■ **REQUEST**
Return exactly the lines that run from the one containing "Task: mark the pottery wheel in" to the end of the entries, with both ends included.

-------- DATA SECTION --------

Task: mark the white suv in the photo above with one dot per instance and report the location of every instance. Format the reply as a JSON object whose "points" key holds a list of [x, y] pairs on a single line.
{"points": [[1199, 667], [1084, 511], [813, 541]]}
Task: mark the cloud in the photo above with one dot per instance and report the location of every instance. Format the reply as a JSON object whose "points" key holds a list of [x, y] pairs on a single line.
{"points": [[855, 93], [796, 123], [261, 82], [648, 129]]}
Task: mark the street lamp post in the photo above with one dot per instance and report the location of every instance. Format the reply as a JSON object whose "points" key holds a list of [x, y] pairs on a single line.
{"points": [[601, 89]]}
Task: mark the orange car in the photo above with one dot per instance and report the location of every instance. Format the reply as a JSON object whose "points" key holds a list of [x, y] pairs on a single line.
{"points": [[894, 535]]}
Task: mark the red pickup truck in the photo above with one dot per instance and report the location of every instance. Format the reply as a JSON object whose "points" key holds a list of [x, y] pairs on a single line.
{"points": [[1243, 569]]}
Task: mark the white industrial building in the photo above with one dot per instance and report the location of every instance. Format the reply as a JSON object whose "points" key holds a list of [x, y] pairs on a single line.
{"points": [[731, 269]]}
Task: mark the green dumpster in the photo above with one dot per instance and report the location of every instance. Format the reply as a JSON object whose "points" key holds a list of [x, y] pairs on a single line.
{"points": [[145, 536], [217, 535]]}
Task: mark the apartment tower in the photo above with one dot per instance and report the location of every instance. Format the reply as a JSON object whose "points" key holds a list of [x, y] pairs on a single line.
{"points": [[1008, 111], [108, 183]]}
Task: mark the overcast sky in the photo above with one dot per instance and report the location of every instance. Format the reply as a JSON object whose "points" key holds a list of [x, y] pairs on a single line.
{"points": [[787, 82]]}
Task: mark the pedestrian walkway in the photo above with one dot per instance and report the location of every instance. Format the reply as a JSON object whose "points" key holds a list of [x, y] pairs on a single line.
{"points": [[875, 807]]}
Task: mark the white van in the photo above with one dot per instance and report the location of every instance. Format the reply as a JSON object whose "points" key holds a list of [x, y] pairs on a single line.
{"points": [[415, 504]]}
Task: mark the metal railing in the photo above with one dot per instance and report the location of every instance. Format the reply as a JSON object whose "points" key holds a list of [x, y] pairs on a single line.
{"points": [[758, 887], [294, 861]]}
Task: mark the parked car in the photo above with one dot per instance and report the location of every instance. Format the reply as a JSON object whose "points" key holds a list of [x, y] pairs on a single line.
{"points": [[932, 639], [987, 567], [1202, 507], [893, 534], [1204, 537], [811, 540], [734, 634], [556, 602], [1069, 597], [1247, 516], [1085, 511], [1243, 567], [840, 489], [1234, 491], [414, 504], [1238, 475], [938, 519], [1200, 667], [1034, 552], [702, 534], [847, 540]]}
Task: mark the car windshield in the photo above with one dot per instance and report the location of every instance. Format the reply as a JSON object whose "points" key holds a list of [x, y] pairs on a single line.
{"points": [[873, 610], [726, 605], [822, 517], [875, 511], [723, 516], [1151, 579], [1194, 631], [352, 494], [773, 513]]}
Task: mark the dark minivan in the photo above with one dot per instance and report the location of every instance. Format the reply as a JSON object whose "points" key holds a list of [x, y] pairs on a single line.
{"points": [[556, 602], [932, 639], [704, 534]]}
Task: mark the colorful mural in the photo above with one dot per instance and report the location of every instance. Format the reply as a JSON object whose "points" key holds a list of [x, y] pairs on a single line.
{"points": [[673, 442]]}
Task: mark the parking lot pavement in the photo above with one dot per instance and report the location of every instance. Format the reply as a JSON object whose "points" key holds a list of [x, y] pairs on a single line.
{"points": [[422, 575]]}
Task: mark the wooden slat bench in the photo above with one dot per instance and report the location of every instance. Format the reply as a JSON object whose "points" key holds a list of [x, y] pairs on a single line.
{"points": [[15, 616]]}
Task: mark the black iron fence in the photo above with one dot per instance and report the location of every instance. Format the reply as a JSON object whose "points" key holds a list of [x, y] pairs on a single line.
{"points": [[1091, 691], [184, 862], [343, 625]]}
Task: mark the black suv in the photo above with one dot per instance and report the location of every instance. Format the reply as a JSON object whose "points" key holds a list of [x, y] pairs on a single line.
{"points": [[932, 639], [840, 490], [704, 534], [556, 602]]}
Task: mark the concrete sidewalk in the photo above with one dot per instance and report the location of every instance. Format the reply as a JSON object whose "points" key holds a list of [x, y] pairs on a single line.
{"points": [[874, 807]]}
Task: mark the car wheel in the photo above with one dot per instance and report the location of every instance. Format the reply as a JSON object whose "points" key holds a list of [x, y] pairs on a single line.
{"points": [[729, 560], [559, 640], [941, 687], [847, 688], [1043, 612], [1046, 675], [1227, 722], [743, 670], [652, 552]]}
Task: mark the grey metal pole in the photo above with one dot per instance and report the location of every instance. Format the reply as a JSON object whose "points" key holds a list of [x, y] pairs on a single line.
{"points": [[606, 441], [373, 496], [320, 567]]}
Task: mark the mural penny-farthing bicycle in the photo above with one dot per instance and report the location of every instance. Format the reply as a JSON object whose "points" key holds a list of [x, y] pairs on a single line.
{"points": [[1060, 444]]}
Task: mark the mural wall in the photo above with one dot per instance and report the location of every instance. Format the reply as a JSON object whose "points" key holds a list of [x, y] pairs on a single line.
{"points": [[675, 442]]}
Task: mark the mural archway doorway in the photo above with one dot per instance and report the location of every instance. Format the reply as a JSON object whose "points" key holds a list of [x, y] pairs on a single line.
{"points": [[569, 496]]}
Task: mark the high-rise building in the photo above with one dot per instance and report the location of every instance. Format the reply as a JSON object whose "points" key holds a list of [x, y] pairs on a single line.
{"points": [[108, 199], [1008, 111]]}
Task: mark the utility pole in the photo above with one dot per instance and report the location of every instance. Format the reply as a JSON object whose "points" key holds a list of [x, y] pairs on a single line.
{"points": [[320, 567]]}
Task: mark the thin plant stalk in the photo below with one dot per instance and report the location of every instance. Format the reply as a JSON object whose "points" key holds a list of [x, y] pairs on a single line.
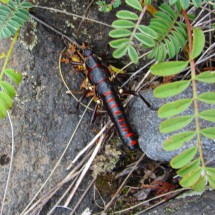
{"points": [[9, 54], [58, 162], [193, 75], [87, 166], [11, 162], [71, 14]]}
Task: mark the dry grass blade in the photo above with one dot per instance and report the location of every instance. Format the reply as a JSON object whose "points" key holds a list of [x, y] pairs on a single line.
{"points": [[122, 185], [82, 197], [72, 14], [11, 162], [58, 162], [176, 192], [89, 145], [85, 170]]}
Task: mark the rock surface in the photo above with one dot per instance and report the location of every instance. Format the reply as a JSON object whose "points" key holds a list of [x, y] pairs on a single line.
{"points": [[42, 115]]}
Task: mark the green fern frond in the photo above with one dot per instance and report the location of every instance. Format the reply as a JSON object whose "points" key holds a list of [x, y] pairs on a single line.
{"points": [[164, 35], [193, 172], [12, 16]]}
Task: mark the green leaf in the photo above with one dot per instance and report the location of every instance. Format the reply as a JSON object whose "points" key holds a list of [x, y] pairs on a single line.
{"points": [[135, 4], [26, 5], [208, 115], [185, 4], [191, 178], [210, 171], [199, 186], [180, 38], [148, 31], [5, 8], [168, 68], [175, 42], [146, 40], [174, 108], [123, 24], [118, 43], [175, 123], [197, 3], [117, 33], [183, 158], [206, 77], [3, 111], [171, 89], [182, 31], [13, 75], [189, 167], [168, 10], [5, 100], [5, 1], [152, 53], [176, 141], [125, 14], [170, 48], [118, 53], [159, 23], [208, 132], [171, 2], [8, 88], [161, 53], [211, 181], [198, 42], [163, 16], [132, 53], [208, 98]]}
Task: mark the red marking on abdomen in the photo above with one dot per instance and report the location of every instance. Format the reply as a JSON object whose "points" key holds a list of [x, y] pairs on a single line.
{"points": [[123, 125], [110, 100], [101, 81], [125, 129], [113, 105], [121, 120], [107, 93], [97, 65], [117, 112], [129, 134], [133, 142]]}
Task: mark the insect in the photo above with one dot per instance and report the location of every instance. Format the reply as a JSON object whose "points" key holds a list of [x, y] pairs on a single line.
{"points": [[99, 76]]}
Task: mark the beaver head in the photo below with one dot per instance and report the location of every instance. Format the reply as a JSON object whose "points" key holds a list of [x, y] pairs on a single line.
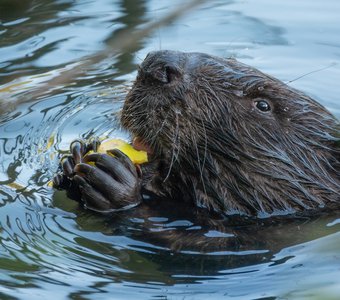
{"points": [[235, 139]]}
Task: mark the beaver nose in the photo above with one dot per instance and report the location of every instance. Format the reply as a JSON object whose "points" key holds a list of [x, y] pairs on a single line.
{"points": [[162, 66]]}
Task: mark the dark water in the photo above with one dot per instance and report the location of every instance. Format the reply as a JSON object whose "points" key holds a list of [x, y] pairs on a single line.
{"points": [[49, 247]]}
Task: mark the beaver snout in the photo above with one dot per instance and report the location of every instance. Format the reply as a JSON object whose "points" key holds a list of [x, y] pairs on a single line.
{"points": [[162, 67]]}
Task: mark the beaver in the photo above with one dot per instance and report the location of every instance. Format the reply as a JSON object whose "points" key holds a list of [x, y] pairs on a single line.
{"points": [[221, 136]]}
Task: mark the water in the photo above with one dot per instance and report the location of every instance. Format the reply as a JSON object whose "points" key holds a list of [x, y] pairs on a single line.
{"points": [[49, 247]]}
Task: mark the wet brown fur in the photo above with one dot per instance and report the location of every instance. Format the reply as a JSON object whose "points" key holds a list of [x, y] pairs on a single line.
{"points": [[215, 149]]}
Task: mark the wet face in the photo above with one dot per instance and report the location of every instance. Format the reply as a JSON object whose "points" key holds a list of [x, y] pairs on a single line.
{"points": [[185, 100], [245, 142]]}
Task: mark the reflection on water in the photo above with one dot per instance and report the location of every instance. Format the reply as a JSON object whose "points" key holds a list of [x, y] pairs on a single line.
{"points": [[49, 246]]}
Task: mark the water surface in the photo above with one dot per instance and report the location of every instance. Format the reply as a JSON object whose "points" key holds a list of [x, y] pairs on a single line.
{"points": [[50, 247]]}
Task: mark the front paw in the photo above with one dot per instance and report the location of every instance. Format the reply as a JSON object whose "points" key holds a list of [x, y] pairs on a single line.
{"points": [[108, 183]]}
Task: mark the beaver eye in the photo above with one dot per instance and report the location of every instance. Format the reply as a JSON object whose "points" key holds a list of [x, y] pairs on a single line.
{"points": [[262, 105]]}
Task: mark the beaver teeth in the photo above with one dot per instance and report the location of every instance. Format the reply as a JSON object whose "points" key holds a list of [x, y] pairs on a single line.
{"points": [[140, 145]]}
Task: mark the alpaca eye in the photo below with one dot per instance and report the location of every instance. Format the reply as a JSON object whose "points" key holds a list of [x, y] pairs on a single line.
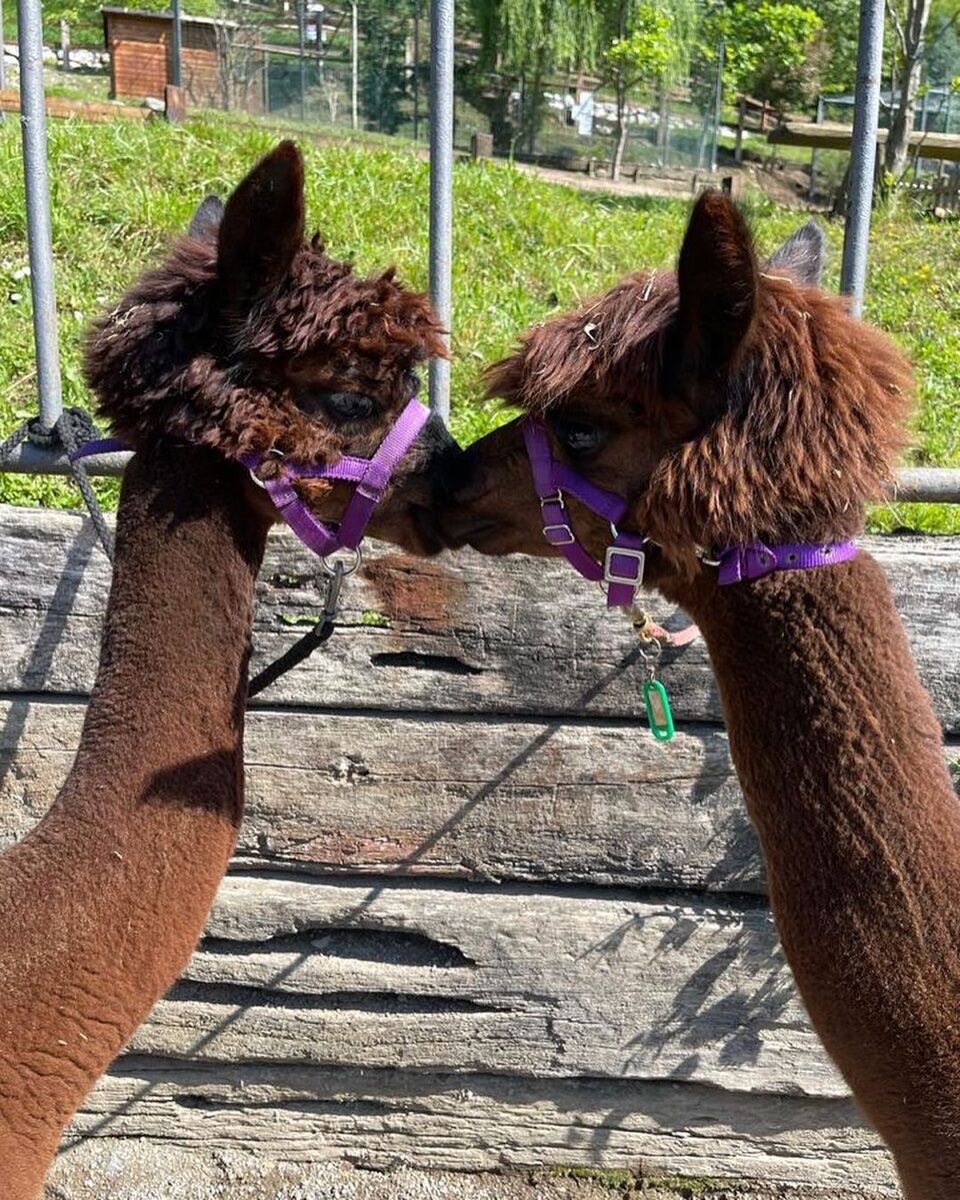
{"points": [[348, 406], [579, 437]]}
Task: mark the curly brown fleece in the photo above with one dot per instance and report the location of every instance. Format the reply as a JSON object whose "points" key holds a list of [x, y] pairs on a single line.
{"points": [[160, 364], [786, 443]]}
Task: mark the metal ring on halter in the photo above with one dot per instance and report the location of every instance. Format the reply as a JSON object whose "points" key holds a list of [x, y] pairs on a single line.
{"points": [[277, 454], [337, 567]]}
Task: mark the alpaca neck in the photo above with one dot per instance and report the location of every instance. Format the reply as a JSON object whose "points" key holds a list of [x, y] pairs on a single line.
{"points": [[840, 759], [105, 899]]}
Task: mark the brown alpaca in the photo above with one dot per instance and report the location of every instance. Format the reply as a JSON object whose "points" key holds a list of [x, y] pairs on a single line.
{"points": [[732, 403], [245, 337]]}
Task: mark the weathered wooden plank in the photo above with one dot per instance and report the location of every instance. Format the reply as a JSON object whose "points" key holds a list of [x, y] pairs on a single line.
{"points": [[457, 634], [484, 798], [466, 978], [300, 1116]]}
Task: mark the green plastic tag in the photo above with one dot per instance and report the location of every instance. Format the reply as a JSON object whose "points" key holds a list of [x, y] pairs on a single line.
{"points": [[659, 713]]}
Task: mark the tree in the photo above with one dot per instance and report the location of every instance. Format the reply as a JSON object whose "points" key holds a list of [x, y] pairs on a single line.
{"points": [[909, 19], [643, 55], [774, 52], [521, 41]]}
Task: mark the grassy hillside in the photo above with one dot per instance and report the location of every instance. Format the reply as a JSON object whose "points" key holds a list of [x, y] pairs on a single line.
{"points": [[523, 249]]}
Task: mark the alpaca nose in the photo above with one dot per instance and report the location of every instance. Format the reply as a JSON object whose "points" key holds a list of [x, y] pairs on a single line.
{"points": [[442, 455], [468, 483]]}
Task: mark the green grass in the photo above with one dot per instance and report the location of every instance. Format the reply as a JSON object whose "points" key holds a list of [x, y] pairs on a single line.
{"points": [[522, 250]]}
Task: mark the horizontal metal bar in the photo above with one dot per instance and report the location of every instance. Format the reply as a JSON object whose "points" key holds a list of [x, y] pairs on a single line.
{"points": [[928, 485], [30, 460], [917, 485]]}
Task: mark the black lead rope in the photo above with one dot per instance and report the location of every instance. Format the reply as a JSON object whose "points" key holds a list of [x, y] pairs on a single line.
{"points": [[301, 649], [73, 427]]}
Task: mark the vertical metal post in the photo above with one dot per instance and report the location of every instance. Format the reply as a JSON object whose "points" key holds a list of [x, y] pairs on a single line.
{"points": [[64, 45], [177, 46], [719, 101], [863, 153], [811, 190], [354, 66], [415, 70], [303, 37], [37, 185], [441, 186], [3, 60]]}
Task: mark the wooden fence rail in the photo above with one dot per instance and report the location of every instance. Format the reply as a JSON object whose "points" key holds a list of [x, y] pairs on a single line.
{"points": [[478, 917]]}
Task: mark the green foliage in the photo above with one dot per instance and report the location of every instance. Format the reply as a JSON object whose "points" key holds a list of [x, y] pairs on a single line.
{"points": [[645, 54], [773, 51], [522, 250], [525, 36], [841, 22]]}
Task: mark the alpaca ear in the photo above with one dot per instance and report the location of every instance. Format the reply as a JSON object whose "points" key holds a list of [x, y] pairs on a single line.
{"points": [[802, 255], [262, 227], [205, 221], [717, 276]]}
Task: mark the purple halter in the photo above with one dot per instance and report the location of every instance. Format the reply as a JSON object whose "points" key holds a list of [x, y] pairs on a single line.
{"points": [[622, 569], [371, 477]]}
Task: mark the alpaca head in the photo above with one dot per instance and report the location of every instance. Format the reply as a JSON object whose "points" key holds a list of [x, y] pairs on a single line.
{"points": [[727, 401], [249, 339]]}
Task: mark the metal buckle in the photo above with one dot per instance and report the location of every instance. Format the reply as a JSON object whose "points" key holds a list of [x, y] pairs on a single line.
{"points": [[611, 576], [557, 498], [563, 528], [340, 567]]}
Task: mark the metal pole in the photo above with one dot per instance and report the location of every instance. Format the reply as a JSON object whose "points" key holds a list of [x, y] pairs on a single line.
{"points": [[417, 71], [354, 65], [177, 46], [863, 153], [37, 185], [714, 147], [301, 31], [441, 186], [3, 60]]}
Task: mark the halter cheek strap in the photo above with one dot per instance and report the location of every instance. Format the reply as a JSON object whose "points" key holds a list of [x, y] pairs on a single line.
{"points": [[622, 569], [757, 559], [371, 475]]}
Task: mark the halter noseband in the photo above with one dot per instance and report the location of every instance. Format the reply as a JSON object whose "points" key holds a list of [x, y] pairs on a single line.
{"points": [[371, 475], [622, 569]]}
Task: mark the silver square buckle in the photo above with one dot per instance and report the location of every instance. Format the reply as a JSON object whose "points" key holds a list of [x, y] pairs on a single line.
{"points": [[568, 535], [611, 576]]}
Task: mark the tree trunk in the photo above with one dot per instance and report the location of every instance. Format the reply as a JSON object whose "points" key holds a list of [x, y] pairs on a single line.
{"points": [[912, 43], [663, 127], [622, 131]]}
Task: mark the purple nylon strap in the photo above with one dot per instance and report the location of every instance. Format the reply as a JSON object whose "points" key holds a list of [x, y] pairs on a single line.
{"points": [[757, 559], [622, 569], [371, 477]]}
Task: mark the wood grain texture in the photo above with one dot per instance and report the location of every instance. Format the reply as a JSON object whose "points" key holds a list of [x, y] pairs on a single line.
{"points": [[514, 981], [461, 634], [475, 797], [291, 1120]]}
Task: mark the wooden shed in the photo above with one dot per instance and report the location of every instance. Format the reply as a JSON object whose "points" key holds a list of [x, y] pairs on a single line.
{"points": [[478, 918], [141, 59]]}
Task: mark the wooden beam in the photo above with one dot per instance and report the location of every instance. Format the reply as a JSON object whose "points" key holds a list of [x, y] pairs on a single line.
{"points": [[838, 137]]}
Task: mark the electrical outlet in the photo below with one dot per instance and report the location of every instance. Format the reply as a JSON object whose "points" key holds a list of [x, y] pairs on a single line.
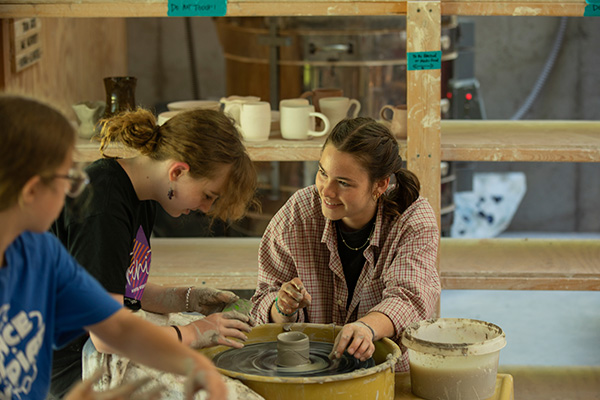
{"points": [[26, 42]]}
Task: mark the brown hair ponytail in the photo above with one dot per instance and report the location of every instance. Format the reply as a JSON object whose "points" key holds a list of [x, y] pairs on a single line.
{"points": [[204, 139], [137, 130]]}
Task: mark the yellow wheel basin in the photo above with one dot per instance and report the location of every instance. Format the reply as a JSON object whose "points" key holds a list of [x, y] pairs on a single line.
{"points": [[372, 383]]}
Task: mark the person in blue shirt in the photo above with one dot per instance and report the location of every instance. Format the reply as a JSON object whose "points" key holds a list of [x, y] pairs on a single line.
{"points": [[46, 298]]}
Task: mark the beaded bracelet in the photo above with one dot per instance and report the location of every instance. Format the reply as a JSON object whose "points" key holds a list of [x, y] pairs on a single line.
{"points": [[178, 332], [371, 329], [187, 298], [281, 312]]}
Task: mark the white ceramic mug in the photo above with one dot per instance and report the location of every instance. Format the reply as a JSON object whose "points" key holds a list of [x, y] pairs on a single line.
{"points": [[255, 120], [230, 108], [297, 122], [398, 119], [337, 108], [296, 101]]}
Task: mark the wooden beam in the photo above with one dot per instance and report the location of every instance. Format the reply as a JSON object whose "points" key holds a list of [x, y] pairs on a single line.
{"points": [[491, 264], [423, 30]]}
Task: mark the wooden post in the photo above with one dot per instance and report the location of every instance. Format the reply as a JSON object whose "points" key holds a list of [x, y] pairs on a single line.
{"points": [[423, 100], [423, 30]]}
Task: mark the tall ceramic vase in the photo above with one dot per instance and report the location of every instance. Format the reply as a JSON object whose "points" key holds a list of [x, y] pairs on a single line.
{"points": [[120, 94]]}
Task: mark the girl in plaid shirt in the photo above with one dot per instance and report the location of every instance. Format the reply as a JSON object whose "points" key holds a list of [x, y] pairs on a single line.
{"points": [[358, 248]]}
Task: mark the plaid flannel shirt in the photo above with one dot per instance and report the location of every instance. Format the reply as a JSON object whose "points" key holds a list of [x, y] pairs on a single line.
{"points": [[399, 278]]}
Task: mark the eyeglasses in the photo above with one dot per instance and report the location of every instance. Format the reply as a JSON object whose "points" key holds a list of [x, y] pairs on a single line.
{"points": [[78, 178]]}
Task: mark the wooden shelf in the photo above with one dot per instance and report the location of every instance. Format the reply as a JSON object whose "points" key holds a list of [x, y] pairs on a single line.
{"points": [[467, 140], [236, 8], [489, 140], [495, 264]]}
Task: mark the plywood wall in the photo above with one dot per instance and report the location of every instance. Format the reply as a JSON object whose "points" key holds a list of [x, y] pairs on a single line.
{"points": [[77, 54]]}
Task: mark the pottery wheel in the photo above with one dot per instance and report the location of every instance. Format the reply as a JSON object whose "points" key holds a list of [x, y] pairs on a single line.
{"points": [[261, 359]]}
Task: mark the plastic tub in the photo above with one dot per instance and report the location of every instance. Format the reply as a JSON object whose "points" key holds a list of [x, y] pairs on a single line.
{"points": [[453, 358]]}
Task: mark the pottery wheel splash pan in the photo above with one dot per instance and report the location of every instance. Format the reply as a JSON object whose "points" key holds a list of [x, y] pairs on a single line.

--------

■ **EXERCISE ANSWER**
Task: mark the pottery wheel in the photo above with one dot per instance and report the location of every instance. Format the reply as a JSON object whose "points" key holds a list of [x, y] pairs on a single line.
{"points": [[261, 359]]}
Task: mark the plastic tub in the photo above with one dot per instance and report the location of every instance. Format the reply as a JSON object whose "points" key holds a list of [x, y] pairs on a single line.
{"points": [[453, 358]]}
Task: mark the pottery wheel splash pan in the photo above with one dot per instance and report the location of every instance. Format the reply as a JSON object whose "points" key holds a list of [x, y] pairs on a single line.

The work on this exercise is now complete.